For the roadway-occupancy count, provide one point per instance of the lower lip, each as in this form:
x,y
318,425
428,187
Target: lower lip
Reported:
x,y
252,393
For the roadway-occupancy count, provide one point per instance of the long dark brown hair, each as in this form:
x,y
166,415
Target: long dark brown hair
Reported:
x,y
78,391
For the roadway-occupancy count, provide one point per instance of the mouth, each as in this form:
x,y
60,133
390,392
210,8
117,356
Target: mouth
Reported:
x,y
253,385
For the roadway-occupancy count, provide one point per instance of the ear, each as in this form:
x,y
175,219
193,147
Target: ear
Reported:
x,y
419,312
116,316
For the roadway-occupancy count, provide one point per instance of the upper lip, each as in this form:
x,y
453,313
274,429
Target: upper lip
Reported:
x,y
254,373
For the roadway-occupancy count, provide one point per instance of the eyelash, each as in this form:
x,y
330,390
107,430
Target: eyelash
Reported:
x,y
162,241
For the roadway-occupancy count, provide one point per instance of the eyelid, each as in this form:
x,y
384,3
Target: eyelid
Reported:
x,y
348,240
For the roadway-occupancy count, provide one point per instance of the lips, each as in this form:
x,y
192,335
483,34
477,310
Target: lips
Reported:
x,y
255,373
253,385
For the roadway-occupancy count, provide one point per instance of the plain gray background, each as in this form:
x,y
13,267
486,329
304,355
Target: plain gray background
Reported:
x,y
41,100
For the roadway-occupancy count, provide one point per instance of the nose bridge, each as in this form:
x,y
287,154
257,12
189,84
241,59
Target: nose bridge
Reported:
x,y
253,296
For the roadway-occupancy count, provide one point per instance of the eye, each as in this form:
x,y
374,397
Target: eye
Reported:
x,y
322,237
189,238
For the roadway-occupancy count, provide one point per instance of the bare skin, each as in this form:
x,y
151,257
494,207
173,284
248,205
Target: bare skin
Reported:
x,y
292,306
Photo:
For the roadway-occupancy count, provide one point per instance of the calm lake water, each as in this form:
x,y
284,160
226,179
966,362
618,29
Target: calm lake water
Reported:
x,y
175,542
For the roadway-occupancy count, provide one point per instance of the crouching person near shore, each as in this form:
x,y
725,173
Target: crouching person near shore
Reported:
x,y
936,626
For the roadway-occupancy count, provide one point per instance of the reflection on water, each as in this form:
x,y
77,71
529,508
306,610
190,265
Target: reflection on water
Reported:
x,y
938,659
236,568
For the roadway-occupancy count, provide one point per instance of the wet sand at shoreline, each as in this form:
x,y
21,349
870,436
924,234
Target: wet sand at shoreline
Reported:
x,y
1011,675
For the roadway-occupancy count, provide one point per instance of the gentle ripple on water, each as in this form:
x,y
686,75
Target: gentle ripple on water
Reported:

———

**Written instruction:** Please edit everything from the line containing "the lips, each" down to the end of the entries, replacing "Target" with "Label" and changing nothing else. Give back only those lines.

**Output of the exercise:**
For the roadway-occupancy count, provide one point per instance of the lips, each as in this form:
x,y
192,335
483,34
477,310
Label: lips
Reported:
x,y
255,373
253,385
For the roadway-occupancy count, provide one point per instance of the plain gray background, each as in this form:
x,y
13,267
486,329
304,355
Label: plain gray background
Reported:
x,y
41,100
For the roadway-occupancy count, provide one point per instance of the nose bridge, each as in this form:
x,y
287,154
257,12
189,84
241,59
Label: nose bridge
Reported:
x,y
253,296
For the roadway-occupancy count, provide one point per instance of the eye, each as in this form:
x,y
374,397
Label: eye
Reported:
x,y
322,237
189,238
For the roadway-occupancy count, provide one point per instance of the bare skin, each as in this form:
x,y
151,257
494,207
173,284
248,205
Label: bare skin
Reported:
x,y
292,306
Photo:
For the roadway-occupancy count, provide one point per instance of the calm lake water, each as in this form:
x,y
284,160
226,179
966,362
618,29
Label: calm lake water
Reported:
x,y
175,542
For the roadway-occupancy count, provide one point per instance of the crouching person near shore, each as in this form:
x,y
725,173
Label: crouching person near shore
Reported:
x,y
936,626
For the roadway-occupancy count, provide one point per instance of the reflection on water, each as in this form:
x,y
77,71
529,508
306,610
190,265
Label: reflection on water
Reported:
x,y
938,659
236,568
For the roadway-occupancy count, provide one point per instance of the wet sand at shoreline, each as in this form:
x,y
21,349
870,436
924,234
Label: wet sand at shoreline
Reported:
x,y
1011,675
For the roadway-occupancy count, provide one point per instance of the gentle ripple on water, each as in this form:
x,y
686,75
Label: gentle ripple on water
Reported:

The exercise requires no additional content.